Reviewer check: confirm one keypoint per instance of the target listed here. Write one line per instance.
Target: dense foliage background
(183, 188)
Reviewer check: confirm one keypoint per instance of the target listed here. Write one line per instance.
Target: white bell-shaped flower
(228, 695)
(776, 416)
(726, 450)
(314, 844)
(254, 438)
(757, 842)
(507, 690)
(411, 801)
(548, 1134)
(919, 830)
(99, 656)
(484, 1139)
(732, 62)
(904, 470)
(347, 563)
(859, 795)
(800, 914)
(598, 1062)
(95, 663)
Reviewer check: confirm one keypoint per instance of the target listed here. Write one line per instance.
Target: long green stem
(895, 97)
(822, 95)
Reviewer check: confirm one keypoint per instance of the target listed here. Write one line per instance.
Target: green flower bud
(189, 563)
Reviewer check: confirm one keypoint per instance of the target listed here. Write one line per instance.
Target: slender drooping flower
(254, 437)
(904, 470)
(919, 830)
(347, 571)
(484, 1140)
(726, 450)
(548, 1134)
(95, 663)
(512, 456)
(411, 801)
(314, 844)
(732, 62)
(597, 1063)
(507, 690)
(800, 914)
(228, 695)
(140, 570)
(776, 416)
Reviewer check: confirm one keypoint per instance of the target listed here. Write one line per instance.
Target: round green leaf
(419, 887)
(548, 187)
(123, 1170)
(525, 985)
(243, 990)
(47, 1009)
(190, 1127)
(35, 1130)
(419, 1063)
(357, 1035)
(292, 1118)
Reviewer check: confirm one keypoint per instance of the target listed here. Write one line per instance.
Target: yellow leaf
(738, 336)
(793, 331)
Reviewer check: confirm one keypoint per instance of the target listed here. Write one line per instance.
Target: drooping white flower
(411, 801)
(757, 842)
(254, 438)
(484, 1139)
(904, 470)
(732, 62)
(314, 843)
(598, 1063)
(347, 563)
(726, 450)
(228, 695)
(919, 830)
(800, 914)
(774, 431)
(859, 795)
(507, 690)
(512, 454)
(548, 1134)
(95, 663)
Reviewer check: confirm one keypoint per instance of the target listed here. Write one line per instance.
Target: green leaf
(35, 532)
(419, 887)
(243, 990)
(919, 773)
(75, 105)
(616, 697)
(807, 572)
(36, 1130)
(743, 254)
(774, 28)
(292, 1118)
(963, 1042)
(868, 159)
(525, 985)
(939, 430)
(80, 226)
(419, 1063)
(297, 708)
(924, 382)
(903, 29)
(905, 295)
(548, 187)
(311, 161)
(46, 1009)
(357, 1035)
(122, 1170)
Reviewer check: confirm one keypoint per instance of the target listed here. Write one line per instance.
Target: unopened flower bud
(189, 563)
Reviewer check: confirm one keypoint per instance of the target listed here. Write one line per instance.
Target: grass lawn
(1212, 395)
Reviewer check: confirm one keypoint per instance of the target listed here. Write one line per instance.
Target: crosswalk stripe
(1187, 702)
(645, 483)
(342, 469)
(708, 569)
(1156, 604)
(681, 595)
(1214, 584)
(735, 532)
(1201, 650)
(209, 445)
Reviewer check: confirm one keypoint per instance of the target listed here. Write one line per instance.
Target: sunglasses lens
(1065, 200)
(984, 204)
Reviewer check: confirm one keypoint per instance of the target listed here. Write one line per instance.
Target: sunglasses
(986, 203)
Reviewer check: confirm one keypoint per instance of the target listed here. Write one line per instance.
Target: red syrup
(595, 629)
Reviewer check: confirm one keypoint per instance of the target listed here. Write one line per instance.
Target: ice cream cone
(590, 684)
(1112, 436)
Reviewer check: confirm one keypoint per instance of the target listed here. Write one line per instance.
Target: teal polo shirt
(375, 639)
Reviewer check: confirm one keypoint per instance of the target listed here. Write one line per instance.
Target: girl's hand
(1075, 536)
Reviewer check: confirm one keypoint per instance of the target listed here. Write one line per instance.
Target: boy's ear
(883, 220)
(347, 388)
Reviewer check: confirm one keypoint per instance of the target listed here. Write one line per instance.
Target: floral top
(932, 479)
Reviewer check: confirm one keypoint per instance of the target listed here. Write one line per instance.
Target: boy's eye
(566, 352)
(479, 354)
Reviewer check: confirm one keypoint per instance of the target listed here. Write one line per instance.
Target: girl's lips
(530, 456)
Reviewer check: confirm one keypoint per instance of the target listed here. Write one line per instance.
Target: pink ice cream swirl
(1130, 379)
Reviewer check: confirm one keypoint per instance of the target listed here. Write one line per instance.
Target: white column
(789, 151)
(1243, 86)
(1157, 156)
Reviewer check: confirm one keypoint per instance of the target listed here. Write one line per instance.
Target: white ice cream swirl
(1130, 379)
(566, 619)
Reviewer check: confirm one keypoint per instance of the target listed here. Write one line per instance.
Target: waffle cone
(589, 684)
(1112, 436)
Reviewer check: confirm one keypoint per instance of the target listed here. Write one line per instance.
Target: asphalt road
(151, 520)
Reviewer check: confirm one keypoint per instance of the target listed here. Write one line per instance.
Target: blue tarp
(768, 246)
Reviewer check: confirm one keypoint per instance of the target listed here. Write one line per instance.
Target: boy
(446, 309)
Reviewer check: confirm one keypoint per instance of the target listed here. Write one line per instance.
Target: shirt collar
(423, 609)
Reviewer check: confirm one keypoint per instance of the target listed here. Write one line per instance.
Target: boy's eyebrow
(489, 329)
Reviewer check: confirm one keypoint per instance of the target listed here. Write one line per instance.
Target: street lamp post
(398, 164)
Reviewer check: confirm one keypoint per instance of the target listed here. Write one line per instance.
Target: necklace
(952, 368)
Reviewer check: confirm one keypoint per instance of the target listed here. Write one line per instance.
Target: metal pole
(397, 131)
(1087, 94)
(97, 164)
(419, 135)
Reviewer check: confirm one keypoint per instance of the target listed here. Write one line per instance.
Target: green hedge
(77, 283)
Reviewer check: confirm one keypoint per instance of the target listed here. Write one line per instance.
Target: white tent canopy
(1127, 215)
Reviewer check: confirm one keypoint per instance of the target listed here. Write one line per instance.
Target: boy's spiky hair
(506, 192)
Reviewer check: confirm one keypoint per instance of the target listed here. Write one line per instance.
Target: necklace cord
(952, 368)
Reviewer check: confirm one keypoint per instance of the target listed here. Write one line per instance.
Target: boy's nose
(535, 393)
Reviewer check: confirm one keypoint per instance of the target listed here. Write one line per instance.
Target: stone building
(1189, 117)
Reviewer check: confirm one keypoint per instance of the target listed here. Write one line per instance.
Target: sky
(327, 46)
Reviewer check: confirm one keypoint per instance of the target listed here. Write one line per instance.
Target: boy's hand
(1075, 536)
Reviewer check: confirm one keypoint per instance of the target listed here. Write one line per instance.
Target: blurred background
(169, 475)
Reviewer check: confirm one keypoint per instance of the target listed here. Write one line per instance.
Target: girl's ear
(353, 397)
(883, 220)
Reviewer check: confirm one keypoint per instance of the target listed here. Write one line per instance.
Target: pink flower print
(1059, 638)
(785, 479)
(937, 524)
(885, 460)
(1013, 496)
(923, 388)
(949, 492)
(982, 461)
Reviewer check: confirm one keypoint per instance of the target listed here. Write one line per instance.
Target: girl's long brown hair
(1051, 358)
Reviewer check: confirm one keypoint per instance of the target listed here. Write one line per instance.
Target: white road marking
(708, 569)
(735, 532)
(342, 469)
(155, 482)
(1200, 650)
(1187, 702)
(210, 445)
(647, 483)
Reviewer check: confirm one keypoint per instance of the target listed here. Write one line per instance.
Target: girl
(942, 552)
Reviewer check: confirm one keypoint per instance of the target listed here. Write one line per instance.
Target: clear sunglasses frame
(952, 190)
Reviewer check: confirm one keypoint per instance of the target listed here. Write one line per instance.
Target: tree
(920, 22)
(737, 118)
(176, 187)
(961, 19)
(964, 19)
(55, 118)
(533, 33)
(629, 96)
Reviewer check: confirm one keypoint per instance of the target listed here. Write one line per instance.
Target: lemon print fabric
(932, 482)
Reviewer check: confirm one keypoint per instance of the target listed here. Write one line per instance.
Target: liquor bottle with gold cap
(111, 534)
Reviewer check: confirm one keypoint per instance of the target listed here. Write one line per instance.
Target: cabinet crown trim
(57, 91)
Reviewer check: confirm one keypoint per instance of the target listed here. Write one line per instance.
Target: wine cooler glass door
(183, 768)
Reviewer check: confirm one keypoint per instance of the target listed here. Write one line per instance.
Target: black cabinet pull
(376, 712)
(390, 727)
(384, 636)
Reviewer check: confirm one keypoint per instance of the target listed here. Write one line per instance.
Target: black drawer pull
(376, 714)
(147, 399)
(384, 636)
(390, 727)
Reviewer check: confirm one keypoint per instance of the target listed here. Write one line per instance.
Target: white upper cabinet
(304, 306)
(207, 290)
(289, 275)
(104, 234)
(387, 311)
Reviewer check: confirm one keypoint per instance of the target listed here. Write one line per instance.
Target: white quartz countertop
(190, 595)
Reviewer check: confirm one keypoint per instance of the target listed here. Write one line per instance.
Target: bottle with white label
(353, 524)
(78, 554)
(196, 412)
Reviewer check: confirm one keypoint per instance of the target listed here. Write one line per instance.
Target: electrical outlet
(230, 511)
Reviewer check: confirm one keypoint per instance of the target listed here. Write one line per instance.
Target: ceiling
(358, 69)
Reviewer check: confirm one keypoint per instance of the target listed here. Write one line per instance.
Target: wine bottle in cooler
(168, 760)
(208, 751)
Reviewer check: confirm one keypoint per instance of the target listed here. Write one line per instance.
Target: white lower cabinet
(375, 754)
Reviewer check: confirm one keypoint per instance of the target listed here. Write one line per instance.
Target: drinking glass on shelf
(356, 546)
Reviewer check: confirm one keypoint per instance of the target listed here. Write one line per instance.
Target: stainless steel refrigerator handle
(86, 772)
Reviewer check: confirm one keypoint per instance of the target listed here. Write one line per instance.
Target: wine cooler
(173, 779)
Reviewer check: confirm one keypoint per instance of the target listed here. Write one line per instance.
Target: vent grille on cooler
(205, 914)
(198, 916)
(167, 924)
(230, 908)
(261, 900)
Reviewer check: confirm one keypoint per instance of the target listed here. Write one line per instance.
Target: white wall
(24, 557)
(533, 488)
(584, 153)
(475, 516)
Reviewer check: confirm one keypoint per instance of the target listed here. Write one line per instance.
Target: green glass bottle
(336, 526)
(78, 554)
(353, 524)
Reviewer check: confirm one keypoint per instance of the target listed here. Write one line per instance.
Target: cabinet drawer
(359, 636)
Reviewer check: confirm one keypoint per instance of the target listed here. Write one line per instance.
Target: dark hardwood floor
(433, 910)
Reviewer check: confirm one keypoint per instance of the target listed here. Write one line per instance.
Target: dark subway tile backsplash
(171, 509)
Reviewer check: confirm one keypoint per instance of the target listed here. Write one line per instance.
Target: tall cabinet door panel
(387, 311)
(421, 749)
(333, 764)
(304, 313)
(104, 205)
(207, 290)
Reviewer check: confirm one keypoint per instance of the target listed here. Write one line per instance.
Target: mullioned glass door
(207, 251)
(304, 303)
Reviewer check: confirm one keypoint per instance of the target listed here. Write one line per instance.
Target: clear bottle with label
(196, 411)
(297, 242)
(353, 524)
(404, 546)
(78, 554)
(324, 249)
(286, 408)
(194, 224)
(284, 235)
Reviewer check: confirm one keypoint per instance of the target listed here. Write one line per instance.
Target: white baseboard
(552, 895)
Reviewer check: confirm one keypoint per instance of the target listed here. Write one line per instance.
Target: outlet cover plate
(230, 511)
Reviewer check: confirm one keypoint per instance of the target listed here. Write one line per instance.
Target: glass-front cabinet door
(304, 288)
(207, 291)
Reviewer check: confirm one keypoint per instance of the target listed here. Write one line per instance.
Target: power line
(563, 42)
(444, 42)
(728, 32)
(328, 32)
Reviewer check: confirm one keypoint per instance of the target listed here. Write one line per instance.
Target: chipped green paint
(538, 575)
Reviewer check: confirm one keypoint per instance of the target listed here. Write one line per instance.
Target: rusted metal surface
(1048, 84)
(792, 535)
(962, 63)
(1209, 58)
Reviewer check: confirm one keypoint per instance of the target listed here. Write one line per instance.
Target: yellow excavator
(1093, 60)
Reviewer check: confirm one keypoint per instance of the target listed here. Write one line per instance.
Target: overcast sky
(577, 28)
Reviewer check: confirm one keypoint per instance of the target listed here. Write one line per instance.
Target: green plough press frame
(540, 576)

====

Exercise details>
Gather every line of the listing above that contains the word "frame", copying each one in full.

Written response>
Target: clear sunglasses frame
Target: green plough press frame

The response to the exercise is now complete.